** ISTRUZIONI DEL COMPITO **
Trascriva di nuovo il materiale seguente modificandolo in un solo punto: sostituisca ogni occorrenza di "target phrase" con "label text" e lasci invariato tutto il resto.

** DATI FORNITI **

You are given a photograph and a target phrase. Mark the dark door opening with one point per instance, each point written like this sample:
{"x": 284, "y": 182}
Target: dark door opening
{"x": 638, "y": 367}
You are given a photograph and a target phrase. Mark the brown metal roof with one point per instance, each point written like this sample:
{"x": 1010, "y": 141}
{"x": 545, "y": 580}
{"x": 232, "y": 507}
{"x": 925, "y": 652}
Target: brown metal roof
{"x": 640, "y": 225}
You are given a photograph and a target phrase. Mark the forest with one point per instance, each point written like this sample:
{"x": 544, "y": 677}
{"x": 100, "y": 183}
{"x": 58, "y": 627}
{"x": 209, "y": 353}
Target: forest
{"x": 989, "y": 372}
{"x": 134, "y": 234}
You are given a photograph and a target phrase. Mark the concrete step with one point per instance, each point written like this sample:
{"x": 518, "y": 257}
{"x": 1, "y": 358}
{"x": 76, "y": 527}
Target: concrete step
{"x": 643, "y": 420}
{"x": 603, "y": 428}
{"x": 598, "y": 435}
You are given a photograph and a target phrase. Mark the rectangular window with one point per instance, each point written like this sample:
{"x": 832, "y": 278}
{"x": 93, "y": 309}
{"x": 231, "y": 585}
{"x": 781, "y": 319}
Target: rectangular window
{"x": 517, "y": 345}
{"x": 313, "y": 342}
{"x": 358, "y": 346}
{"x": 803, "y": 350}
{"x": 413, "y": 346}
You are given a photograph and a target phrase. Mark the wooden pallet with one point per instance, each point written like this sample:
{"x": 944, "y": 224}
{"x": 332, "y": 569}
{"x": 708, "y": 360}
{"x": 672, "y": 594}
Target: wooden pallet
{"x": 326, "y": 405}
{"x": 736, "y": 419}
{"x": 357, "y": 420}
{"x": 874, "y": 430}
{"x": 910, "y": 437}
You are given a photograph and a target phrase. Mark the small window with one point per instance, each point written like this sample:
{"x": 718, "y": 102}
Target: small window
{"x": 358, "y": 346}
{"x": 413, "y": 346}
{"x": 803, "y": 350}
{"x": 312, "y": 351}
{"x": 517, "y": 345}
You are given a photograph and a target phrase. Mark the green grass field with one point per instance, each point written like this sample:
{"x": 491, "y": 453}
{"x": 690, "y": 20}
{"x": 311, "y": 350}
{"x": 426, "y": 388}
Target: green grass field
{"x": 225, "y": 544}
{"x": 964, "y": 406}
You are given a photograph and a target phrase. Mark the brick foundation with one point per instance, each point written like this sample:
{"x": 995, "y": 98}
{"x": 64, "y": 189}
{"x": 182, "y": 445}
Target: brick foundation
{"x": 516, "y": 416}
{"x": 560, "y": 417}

** RISPOSTA ALL'ESERCIZIO **
You are given a photograph and a label text. Mark the dark door opening with one point per instance, each point written like this sample:
{"x": 284, "y": 182}
Target: dark door opening
{"x": 638, "y": 367}
You are given a photograph and a label text. Mark the brown metal roof with one point per instance, each point written like this sample:
{"x": 1010, "y": 141}
{"x": 545, "y": 580}
{"x": 232, "y": 507}
{"x": 925, "y": 652}
Target: brown metal roof
{"x": 640, "y": 225}
You are given a photograph and a label text. Mark the forest with one point per instance, each point written like this sample:
{"x": 544, "y": 677}
{"x": 100, "y": 183}
{"x": 58, "y": 627}
{"x": 209, "y": 353}
Target: forest
{"x": 989, "y": 372}
{"x": 134, "y": 234}
You are given a photograph and a label text. Mark the concrete step with one point per instance, each point written like this sample:
{"x": 518, "y": 257}
{"x": 1, "y": 358}
{"x": 76, "y": 527}
Target: concrete step
{"x": 643, "y": 420}
{"x": 603, "y": 428}
{"x": 598, "y": 435}
You are given a photograph and a label text. Mark the rectangular window with one point per instance, each point written like this sample:
{"x": 832, "y": 278}
{"x": 93, "y": 309}
{"x": 231, "y": 585}
{"x": 781, "y": 319}
Target: rectangular window
{"x": 517, "y": 345}
{"x": 313, "y": 342}
{"x": 358, "y": 346}
{"x": 803, "y": 350}
{"x": 413, "y": 346}
You are given a photograph and a label text. Mark the wooden pallet with one point per instance, each point written like this sample:
{"x": 944, "y": 224}
{"x": 332, "y": 569}
{"x": 708, "y": 360}
{"x": 672, "y": 594}
Target: wooden pallet
{"x": 326, "y": 405}
{"x": 736, "y": 419}
{"x": 357, "y": 420}
{"x": 874, "y": 430}
{"x": 910, "y": 437}
You are given a photograph and a label text. Mark the small window with one point per instance, each point written like this sample:
{"x": 718, "y": 102}
Target: small window
{"x": 358, "y": 346}
{"x": 413, "y": 346}
{"x": 803, "y": 350}
{"x": 312, "y": 351}
{"x": 517, "y": 345}
You are given a photograph and a label text. Mark the green grass field with one point per instance, each point written like this sample:
{"x": 491, "y": 453}
{"x": 690, "y": 20}
{"x": 311, "y": 350}
{"x": 426, "y": 388}
Target: green grass field
{"x": 225, "y": 544}
{"x": 964, "y": 406}
You are given a photograph and a label text. Mark the brick foundation with one point per instance, each point written like this sample:
{"x": 995, "y": 98}
{"x": 64, "y": 189}
{"x": 182, "y": 445}
Target: brick foundation
{"x": 516, "y": 416}
{"x": 560, "y": 417}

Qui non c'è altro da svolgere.